Pointing dataset excerpts
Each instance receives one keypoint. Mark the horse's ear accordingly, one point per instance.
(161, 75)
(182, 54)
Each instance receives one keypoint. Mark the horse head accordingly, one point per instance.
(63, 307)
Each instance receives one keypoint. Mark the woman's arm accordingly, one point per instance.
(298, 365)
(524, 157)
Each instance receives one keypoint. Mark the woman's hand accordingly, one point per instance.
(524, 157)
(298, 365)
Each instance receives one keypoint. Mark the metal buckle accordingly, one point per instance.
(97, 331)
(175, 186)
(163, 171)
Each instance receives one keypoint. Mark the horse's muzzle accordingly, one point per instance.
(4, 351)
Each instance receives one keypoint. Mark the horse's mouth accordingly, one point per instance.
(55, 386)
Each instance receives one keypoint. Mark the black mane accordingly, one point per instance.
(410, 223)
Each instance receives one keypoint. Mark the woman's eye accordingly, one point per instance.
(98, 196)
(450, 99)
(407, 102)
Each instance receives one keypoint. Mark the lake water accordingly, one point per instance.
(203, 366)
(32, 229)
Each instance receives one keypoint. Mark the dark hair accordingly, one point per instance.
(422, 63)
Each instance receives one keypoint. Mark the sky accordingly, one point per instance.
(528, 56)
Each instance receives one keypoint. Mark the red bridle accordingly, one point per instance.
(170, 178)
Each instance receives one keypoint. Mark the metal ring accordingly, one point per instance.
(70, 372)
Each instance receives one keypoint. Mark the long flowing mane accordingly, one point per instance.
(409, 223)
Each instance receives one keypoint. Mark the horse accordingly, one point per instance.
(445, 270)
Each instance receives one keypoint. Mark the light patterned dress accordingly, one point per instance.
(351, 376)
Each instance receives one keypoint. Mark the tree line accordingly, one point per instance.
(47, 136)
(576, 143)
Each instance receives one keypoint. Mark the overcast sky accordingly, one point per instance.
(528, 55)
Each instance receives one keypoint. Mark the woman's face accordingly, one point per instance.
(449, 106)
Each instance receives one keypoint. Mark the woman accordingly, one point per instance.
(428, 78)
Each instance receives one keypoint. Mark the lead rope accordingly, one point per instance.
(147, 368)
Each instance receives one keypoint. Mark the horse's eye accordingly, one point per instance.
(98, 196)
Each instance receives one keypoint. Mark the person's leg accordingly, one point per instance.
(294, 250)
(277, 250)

**PROBLEM TO WORK ON:** Repeat the listing above word for word, without changing any line.

**THE OUTPUT:**
Each instance receives one keypoint. Mark the horse's ear accordingly, one point per instance.
(161, 75)
(182, 54)
Each instance receives one keypoint. Mark the horse head accordingly, one point per instance.
(63, 307)
Each instance receives one keypoint. Mark the woman's arm accordingly, one point per instance.
(298, 365)
(524, 157)
Each instance receives one keypoint. Mark the woman's hand accordingly, one point per instance.
(524, 157)
(298, 365)
Each instance receives one keypoint. Mark the metal buckle accordingly, one point per instance.
(97, 331)
(175, 186)
(163, 171)
Each instance receives one keypoint. Mark the horse's muzzle accordingly, one point per instance.
(4, 351)
Each instance receives one keypoint. Mark the horse's mouth accordingly, one point per instance.
(55, 386)
Each instance receives one keypoint. Mark the black mane accordingly, one point per instance.
(410, 223)
Each instance receives one keypoint. Mark the woman's eye accordingly, one point per instance.
(98, 196)
(450, 99)
(407, 102)
Each instance receives one keypoint. Mark the lake water accordingly, one point per instance.
(203, 366)
(32, 229)
Each instance receives one keypoint. Mark the dark hair accordingly, one point per instance.
(422, 63)
Each instance receives one keypoint. Mark the sky accordingly, one point per instance.
(528, 56)
Each instance receives one keypoint. Mark the red bridle accordingly, one point per instance.
(170, 178)
Each instance receives one keypoint. Mark the metal ring accordingly, one point per instance.
(70, 372)
Each instance receives one keypoint. Mark the long flowing mane accordingly, one point per instance.
(409, 223)
Each instance receives one keypoint. Mark the horse accordingly, one point per instance.
(445, 270)
Each instance receives one keypoint. Mark the light patterned dress accordingly, one point per instance.
(351, 376)
Each instance receives one keypoint. Mark the tree line accordingly, one point per instance.
(47, 136)
(576, 143)
Each instance receives one keypoint. Mark the overcast sky accordingly, one point per instance.
(528, 55)
Each instance receives one keypoint. Mark the woman's face accordingly, one point per instance.
(449, 106)
Each instance receives one keypoint. Mark the woman accordingly, one point per instance.
(428, 78)
Each instance receives one keypoint. Mark the lead rope accordingly, one point per instance.
(147, 368)
Each instance receives one keypoint. Mark the horse's eye accordingly, one point per instance.
(98, 196)
Each instance receives one keypoint. Mark the person's leg accordingly, one point per instance.
(294, 250)
(277, 250)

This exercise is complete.